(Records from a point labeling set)
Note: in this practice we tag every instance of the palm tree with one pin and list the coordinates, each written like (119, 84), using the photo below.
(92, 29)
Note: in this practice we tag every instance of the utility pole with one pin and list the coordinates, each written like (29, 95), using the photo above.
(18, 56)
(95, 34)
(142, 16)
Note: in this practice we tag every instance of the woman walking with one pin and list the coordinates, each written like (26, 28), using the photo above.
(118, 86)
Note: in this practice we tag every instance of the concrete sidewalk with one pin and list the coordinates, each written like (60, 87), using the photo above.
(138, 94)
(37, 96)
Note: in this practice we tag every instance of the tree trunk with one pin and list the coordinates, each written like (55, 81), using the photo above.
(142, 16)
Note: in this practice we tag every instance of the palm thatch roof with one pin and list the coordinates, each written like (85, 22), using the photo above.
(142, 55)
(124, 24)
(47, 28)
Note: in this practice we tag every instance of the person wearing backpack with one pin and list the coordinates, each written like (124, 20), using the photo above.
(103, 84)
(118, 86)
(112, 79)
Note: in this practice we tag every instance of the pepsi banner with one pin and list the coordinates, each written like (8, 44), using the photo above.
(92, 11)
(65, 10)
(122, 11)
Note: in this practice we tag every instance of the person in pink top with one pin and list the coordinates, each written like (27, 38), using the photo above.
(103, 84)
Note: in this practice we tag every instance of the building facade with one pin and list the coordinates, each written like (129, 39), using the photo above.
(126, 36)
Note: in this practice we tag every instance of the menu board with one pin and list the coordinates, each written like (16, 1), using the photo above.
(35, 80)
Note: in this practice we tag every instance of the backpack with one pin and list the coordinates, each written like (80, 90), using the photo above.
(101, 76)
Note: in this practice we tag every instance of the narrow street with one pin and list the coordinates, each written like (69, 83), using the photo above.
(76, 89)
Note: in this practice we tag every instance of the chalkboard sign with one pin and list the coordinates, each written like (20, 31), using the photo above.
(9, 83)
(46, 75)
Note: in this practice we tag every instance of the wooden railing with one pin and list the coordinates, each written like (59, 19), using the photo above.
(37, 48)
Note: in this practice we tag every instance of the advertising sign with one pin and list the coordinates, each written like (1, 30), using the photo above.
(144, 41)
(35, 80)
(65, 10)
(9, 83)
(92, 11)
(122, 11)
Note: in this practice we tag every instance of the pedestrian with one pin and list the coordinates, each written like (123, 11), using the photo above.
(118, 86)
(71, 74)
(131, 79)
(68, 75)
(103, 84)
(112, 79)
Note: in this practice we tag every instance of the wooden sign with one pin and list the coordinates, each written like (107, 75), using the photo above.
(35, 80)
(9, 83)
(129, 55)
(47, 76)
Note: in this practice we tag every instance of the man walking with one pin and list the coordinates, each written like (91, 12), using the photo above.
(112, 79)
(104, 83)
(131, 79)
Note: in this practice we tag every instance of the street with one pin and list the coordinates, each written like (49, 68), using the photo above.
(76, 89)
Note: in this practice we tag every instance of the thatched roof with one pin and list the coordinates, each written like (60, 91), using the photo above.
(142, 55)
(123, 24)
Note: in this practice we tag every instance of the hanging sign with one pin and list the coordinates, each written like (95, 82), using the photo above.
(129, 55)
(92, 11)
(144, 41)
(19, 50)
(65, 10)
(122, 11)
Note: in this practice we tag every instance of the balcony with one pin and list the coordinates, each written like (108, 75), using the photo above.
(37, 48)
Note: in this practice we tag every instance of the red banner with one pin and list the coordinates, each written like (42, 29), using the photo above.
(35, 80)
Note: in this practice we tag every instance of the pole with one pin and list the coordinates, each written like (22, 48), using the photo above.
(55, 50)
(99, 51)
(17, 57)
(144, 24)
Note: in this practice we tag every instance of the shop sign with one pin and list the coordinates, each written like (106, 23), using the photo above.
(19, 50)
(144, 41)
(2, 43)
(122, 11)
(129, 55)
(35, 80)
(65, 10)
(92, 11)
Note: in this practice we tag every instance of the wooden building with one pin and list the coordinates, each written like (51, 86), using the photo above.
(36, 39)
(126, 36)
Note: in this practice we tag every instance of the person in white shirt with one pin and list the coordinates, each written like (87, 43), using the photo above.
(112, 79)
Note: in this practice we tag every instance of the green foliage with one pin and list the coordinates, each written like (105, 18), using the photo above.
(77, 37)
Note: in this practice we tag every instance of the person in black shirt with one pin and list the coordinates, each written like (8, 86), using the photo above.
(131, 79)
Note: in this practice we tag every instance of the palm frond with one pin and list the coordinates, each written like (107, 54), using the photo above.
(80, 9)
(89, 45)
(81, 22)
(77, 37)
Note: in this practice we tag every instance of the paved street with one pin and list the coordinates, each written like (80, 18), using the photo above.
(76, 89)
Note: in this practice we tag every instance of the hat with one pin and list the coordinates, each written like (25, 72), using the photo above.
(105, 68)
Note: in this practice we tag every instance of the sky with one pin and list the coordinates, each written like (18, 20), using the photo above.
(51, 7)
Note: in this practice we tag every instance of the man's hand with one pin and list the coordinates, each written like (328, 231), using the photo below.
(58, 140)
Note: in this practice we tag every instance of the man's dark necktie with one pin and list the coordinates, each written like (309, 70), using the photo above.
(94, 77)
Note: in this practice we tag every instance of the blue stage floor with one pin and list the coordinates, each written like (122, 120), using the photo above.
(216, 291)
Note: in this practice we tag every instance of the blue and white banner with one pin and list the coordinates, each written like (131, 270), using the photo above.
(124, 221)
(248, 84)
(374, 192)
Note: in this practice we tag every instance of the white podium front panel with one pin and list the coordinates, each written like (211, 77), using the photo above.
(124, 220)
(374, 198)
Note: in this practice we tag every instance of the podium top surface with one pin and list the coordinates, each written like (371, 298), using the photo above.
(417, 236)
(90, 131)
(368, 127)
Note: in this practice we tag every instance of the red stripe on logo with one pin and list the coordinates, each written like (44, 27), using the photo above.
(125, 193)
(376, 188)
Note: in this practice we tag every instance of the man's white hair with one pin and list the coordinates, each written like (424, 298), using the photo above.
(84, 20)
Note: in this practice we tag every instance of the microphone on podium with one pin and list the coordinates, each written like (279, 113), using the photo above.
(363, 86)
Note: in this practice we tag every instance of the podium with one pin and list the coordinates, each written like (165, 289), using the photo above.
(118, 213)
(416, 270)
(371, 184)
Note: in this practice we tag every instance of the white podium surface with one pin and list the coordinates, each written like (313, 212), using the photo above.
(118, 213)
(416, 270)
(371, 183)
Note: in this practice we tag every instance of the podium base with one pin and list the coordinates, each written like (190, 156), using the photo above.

● Exercise brief:
Print the whole listing exactly as it is.

● Task response:
Note: in this practice we tag every instance of the palm tree with one pin and list the coordinates, each written like (119, 84), using the photo below.
(92, 29)
Note: in this practice we tag every instance of the utility pole with one pin and list the coordinates, each written like (29, 95), using the photo above.
(18, 56)
(95, 34)
(142, 16)
Note: in this practice we tag every instance of the woman walking with one pin and list the coordinates, each written like (26, 28), using the photo above.
(118, 86)
Note: in this practice we tag every instance of the concrete sidewalk with one pin and list the coordinates, each written like (60, 87), using the photo above.
(138, 94)
(37, 96)
Note: in this practice we tag every instance of the tree trunk with one pin and list the coordinates, each written like (55, 81), using the photo above.
(142, 16)
Note: in this practice we tag every instance of the palm thatch roof with one pin and list the coordinates, each written like (85, 22), using the photo above.
(142, 55)
(124, 24)
(47, 28)
Note: in this practice we tag every instance of the person wearing backpack with one pin and list the coordinates, each written like (124, 20), using the photo above.
(103, 84)
(118, 86)
(112, 79)
Note: in this practice we tag every instance of the pepsi banner with one pin and list the coordinates, each written like (8, 44), using the photo above.
(92, 11)
(65, 10)
(122, 11)
Note: in this practice we tag every instance of the person in pink top with one pin and list the coordinates, each written like (27, 38), using the photo above.
(103, 84)
Note: in this practice we tag every instance of the building facade with one pin and list the coordinates, each written like (129, 39), using the photo above.
(126, 36)
Note: in this practice we tag every instance of the menu board with one pin and list the coordinates, each written like (16, 1), using the photo above.
(35, 80)
Note: in this practice we tag every instance of the backpack with one pin and list the coordinates, each written like (80, 90), using the photo above.
(101, 76)
Note: in this practice we tag every instance of the narrow street with one pin and list the coordinates, each written like (69, 83), using the photo above.
(76, 89)
Note: in this practice we tag every instance of the chalkboard sign with one pin and list the coordinates, each written like (20, 31), using the photo above.
(9, 83)
(46, 75)
Note: in this practice we tag every instance of the wooden railing with one pin and list the coordinates, each written like (59, 19), using the photo above.
(37, 48)
Note: in this practice we tag every instance of the advertising sign with one pin and list the coordinates, each written like (1, 30), using the photo above.
(144, 41)
(35, 80)
(65, 10)
(9, 83)
(92, 11)
(122, 11)
Note: in this practice we tag every instance of the pedestrian with one pin and list the coordinates, each written like (123, 11), using the photo above.
(118, 86)
(71, 74)
(131, 79)
(68, 75)
(103, 84)
(112, 79)
Note: in this practice we tag every instance of the wooden sign with one pin and list the coordinates, each written like (107, 75), using the photo above.
(35, 80)
(9, 83)
(129, 55)
(47, 76)
Note: in this practice we tag every instance of the man walking with one pin and list the coordinates, each written like (91, 12), using the photo above.
(112, 79)
(104, 83)
(131, 79)
Note: in this practice we tag every instance of the street with one pin and list the coordinates, each written like (49, 68), using the photo above.
(76, 89)
Note: in this practice we tag every instance of the thatched roof with one pin and list the coordinates, each written like (60, 91), using the photo above.
(142, 55)
(123, 24)
Note: in this practice we tag every instance of the hanging sign with one pin and list the coordinates, each written like (95, 82), using the photo above.
(129, 55)
(92, 11)
(144, 41)
(19, 50)
(65, 10)
(122, 11)
Note: in this practice we tag every instance of the balcony with one pin and list the coordinates, each written like (108, 75), using the photo above.
(37, 48)
Note: in this practice we tag every instance of the red banner with one pin and list the coordinates, each written like (42, 29), using the photo above.
(35, 80)
Note: in this practice we tag every instance of the pole with one pin and list the coordinates, each written like (22, 48), using the photo above.
(55, 50)
(99, 51)
(17, 57)
(144, 24)
Note: in this practice we tag every instance of the shop sign with one pin and list the coordinates, each written like (106, 23), using the photo above.
(19, 50)
(144, 41)
(2, 43)
(122, 11)
(129, 55)
(35, 80)
(65, 10)
(92, 11)
Note: in this practice we tag every instance of the wooden building with one pin and list the coordinates, each written like (51, 86), using the photo above.
(36, 39)
(126, 36)
Note: in this practice we tag every instance of the person in white shirt with one pin and list the coordinates, each written like (87, 43), using the photo above.
(112, 79)
Note: in this practice we tag every instance of the green foliage with one pin and list the coordinates, each written like (105, 18), using the photo above.
(77, 37)
Note: in this practice we tag every instance of the person in black shirt with one pin and list the coordinates, each written like (8, 86), using the photo above.
(131, 79)
Note: in this practice we tag every instance of the palm frond with one pin and list the coordinates, each written like (107, 54), using the photo above.
(80, 9)
(89, 45)
(81, 22)
(77, 37)
Note: in this practice we tag every instance of the paved street with one pin and list the coordinates, each written like (80, 18), using the photo above.
(76, 89)
Note: in this practice we tag every instance of the hat with one pin and list the coordinates, each written like (25, 72), using the photo above.
(105, 68)
Note: in this practice we tag every instance of the sky with one pin and list the coordinates, each written like (18, 20), using the photo above.
(51, 7)
Note: in this practice we tag every instance of the man's hand with one pin and list the coordinates, each written like (328, 231), using the photo below.
(58, 140)
Note: in this practice we tag every instance of the man's dark necktie with one pin and list the coordinates, each written like (309, 70), using the photo above.
(94, 77)
Note: in this practice we tag every instance of the blue stage floor with one pin and list the coordinates, each written like (122, 120), using the photo above.
(216, 291)
Note: in this practice we tag every instance of the blue and white banner with one pin and list the coordinates, each written like (131, 270), using the photo above.
(124, 221)
(248, 84)
(374, 192)
Note: in this practice we tag every instance of the white podium front panel with one pin and list the coordinates, each written like (211, 77), using the photo above.
(124, 220)
(374, 198)
Note: in this practice we tag every instance of the podium top surface with one pin and list the coordinates, each written like (371, 298), using the photo above.
(417, 236)
(90, 131)
(368, 127)
Note: in this practice we tag every instance of the red stripe on logo with one pin and list the coordinates, each written like (44, 27), using the photo above.
(125, 193)
(376, 188)
Note: in this practice we tag every instance of the man's white hair with one pin and list the coordinates, each written like (424, 298), using the photo above.
(84, 20)
Note: in this practice we tag every instance of the microphone on podium with one pin and list the coordinates, each written like (279, 113), using the photo above.
(363, 86)
Note: in this practice we tag every instance of the podium with one pin and list the coordinates, each written like (165, 289), using the photo above.
(118, 213)
(416, 270)
(371, 184)
Note: in this practice we tag every instance of the white podium surface with one pin and list the coordinates, each written like (313, 212), using the photo above.
(118, 213)
(416, 270)
(371, 183)
Note: in this practice we tag every instance of the podium base with one pin and list the coordinates, each written like (190, 156), using the photo above.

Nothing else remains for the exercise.